Aim of the exercise:
Could you set out the material below as a numbered list, starting at the line that contains "Confirm that each instance of the sliding" and continuing through the last line, with blank lines left out?

Records provided:

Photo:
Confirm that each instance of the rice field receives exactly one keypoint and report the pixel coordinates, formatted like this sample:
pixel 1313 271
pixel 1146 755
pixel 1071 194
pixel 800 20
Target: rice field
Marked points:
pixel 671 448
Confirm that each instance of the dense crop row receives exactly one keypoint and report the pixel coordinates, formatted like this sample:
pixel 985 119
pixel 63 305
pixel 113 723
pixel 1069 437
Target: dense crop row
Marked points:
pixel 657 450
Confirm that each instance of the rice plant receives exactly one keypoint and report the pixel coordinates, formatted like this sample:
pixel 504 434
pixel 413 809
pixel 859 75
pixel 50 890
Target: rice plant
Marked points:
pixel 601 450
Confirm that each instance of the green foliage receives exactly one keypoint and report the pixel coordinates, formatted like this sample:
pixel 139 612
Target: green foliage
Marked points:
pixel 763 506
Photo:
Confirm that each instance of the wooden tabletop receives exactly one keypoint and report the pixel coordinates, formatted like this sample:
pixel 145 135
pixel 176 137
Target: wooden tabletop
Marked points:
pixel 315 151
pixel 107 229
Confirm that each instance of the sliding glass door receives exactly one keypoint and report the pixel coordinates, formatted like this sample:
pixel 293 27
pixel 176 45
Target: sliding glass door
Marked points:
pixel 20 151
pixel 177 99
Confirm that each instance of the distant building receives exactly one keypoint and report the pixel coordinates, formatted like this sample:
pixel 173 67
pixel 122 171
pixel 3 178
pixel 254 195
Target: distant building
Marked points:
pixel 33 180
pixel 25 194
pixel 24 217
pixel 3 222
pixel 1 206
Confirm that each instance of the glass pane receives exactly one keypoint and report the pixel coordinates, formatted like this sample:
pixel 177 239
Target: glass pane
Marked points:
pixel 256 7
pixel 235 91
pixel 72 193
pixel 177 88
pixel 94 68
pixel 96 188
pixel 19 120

Solution to the problem:
1. Confirm that each instance of the sliding glass door receives exactly one keypoint and report the pixel coordinates, formatted like this sample:
2. pixel 293 27
3. pixel 176 45
4. Target: sliding glass door
5. Marked points:
6. pixel 20 151
7. pixel 177 99
8. Confirm that each instance of the distant building receives exactly one keypoint and report the pixel coordinates, formatted like this sample:
9. pixel 173 67
10. pixel 122 171
11. pixel 3 178
12. pixel 254 195
13. Target: distant building
14. Marked points:
15. pixel 33 180
16. pixel 25 194
17. pixel 24 217
18. pixel 3 222
19. pixel 1 206
20. Confirm that each instance of the glass pane receives exactly one keypoint and report the pixel coordinates, formatted like this sample:
21. pixel 177 239
22. Target: glass pane
23. Marked points:
24. pixel 256 7
25. pixel 235 91
26. pixel 72 193
27. pixel 177 88
28. pixel 94 68
29. pixel 96 188
30. pixel 19 120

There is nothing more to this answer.